> _Problem to solve_
Provide again, from the entries below, every line from the one containing "task | identify every instance of the cricket" through the one containing "task | identify every instance of the white", exactly as written, and no other line.

· · ·

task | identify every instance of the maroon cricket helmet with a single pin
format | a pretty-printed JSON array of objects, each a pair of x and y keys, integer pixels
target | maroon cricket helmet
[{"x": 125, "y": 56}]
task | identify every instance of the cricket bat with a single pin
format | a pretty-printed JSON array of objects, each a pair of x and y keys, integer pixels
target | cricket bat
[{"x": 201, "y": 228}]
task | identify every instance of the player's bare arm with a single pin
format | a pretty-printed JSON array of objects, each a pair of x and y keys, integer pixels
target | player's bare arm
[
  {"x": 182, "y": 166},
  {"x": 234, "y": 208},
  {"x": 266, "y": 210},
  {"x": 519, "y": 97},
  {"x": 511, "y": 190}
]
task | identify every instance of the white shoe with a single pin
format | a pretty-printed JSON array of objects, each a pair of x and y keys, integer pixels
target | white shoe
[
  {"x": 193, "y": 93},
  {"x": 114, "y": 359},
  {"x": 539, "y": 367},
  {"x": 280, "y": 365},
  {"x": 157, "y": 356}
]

· · ·

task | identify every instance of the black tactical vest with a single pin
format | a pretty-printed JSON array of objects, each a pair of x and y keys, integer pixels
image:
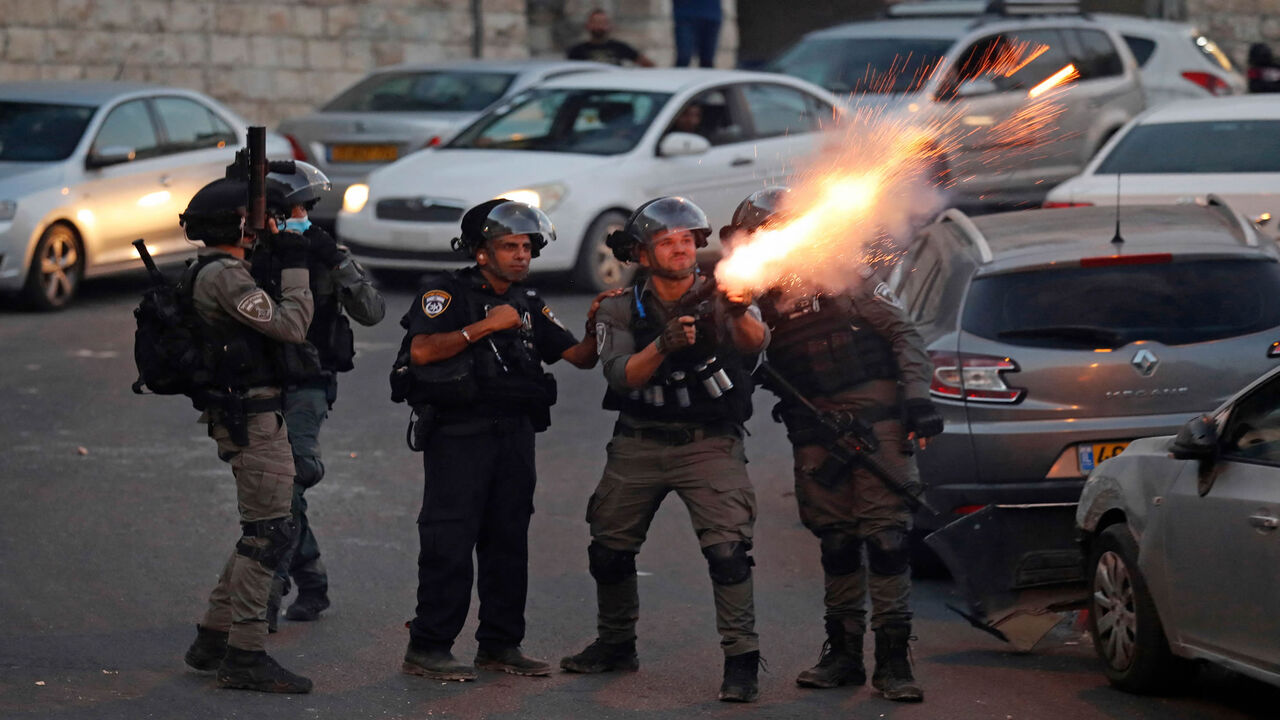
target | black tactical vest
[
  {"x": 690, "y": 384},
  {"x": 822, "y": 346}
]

· · ·

> _Solution to the problem_
task | identify every instance of the cricket bat with a single pin
format | a pretty-printed JSON array of objects, each a pair of x and y keys, integer pixels
target | cricket bat
[{"x": 201, "y": 228}]
task | identify every instance of the player's bare arm with a single pin
format | a pretty-printed JSON array of objects, each a pair of x and y keys, integer pixels
target | player's bare arm
[
  {"x": 182, "y": 166},
  {"x": 234, "y": 208},
  {"x": 266, "y": 210},
  {"x": 519, "y": 97},
  {"x": 511, "y": 190}
]
task | identify every instance of the white shoe with a single pin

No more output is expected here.